[Excerpts from segmentation records]
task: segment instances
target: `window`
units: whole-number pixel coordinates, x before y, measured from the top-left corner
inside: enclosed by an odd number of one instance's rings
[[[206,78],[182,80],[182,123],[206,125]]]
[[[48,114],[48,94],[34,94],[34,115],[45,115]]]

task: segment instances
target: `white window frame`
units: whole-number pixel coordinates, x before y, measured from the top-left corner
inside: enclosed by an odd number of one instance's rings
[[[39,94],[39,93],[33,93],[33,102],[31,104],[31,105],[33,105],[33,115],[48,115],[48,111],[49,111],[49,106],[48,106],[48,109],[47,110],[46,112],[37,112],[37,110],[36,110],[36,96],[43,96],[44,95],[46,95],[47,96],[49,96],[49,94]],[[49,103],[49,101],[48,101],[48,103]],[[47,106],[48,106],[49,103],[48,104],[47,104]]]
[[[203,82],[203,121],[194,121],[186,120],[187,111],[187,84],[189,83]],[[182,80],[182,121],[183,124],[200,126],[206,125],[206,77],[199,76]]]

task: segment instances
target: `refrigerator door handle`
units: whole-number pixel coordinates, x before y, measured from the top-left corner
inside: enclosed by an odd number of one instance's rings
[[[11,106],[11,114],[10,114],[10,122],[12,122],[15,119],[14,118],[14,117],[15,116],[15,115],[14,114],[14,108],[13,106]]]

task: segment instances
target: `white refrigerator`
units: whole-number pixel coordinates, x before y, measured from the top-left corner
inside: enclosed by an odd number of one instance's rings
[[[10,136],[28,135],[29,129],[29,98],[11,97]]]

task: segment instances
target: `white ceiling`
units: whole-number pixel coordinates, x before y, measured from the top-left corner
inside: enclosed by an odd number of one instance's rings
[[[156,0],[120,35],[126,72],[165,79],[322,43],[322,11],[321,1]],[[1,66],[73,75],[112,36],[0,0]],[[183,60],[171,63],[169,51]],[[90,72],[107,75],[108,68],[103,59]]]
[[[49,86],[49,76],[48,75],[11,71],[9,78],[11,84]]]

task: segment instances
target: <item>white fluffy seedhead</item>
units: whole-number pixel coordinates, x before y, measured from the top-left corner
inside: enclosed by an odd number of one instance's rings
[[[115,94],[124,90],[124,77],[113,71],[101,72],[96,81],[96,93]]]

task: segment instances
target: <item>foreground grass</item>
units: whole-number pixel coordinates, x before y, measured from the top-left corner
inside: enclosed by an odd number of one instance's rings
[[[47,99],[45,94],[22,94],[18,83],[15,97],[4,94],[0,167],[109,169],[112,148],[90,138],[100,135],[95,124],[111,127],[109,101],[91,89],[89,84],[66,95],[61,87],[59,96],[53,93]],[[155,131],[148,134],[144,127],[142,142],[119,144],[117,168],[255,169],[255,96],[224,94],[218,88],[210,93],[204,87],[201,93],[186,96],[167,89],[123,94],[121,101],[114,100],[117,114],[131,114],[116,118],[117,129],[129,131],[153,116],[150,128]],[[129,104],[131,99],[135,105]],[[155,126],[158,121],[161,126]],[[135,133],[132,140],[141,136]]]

Given request>
Copy out every line of all the items above, character for character.

Output of the exercise>
task: segment instances
target: `window`
units: whole-number pixel coordinates, x before y, measured from the top-left corner
inside: enclosed by an odd number of one instance's rings
[[[206,78],[182,80],[182,123],[206,125]]]
[[[48,114],[48,94],[34,94],[34,115],[45,115]]]

task: segment instances
target: `white window frame`
units: whole-number pixel coordinates, x before y, measured from the top-left corner
inside: enclosed by an odd number of one instance's rings
[[[39,94],[39,93],[33,93],[33,102],[31,104],[31,105],[33,105],[33,115],[48,115],[48,111],[49,111],[49,106],[48,106],[48,109],[47,110],[46,112],[37,112],[37,110],[36,110],[36,96],[43,96],[44,95],[46,95],[47,96],[49,96],[49,94]],[[49,103],[49,101],[48,101],[48,103]],[[47,106],[48,106],[49,103],[48,104],[47,104]]]
[[[203,82],[203,121],[194,121],[186,120],[187,111],[187,84],[189,83]],[[182,80],[182,121],[183,124],[200,126],[206,125],[206,77],[199,76]]]

task: segment instances
target: `refrigerator door handle`
units: whole-number pixel coordinates, x before y, measured from the top-left corner
inside: enclosed by an odd number of one instance's rings
[[[11,106],[11,114],[10,114],[10,122],[12,122],[15,119],[14,118],[14,117],[15,116],[15,115],[14,114],[14,108],[13,106]]]

task: segment instances
target: `white refrigerator`
units: whole-number pixel coordinates, x before y, measured from the top-left corner
inside: enclosed by an odd number of one instance's rings
[[[10,136],[28,135],[29,129],[29,98],[11,97]]]

task: segment instances
target: `white ceiling`
units: whole-number pixel coordinates, x before y, measured from the top-left corner
inside: enclosed by an odd number of one instance's rings
[[[156,0],[120,35],[126,72],[165,79],[322,43],[322,11],[321,1]],[[1,66],[73,75],[112,36],[0,0]],[[183,60],[171,63],[169,51]],[[90,72],[107,75],[108,68],[103,59]]]
[[[49,86],[49,76],[48,75],[11,71],[9,78],[11,84]]]

task: segment instances
target: <item>white fluffy seedhead</item>
units: whole-number pixel coordinates, x before y, measured from the top-left corner
inside: enclosed by an odd number of one instance's rings
[[[115,94],[124,90],[124,77],[113,71],[101,72],[96,81],[96,93]]]

task: segment instances
target: <item>foreground grass</item>
units: whole-number pixel coordinates, x before y, measured from the top-left corner
inside: enclosed by an odd number of one instance's rings
[[[47,99],[45,94],[22,94],[18,83],[15,97],[4,94],[0,167],[109,169],[112,148],[90,138],[100,135],[95,124],[111,127],[109,101],[91,89],[89,84],[66,95],[61,87],[59,96],[53,93]],[[155,131],[148,134],[144,127],[142,142],[119,144],[117,168],[255,169],[255,96],[224,94],[218,88],[210,93],[204,87],[201,93],[186,96],[167,89],[123,94],[121,101],[114,100],[117,114],[131,114],[116,118],[117,129],[129,131],[153,116],[150,128]],[[129,104],[131,99],[135,105]],[[155,126],[158,121],[161,126]],[[135,133],[132,140],[141,136]]]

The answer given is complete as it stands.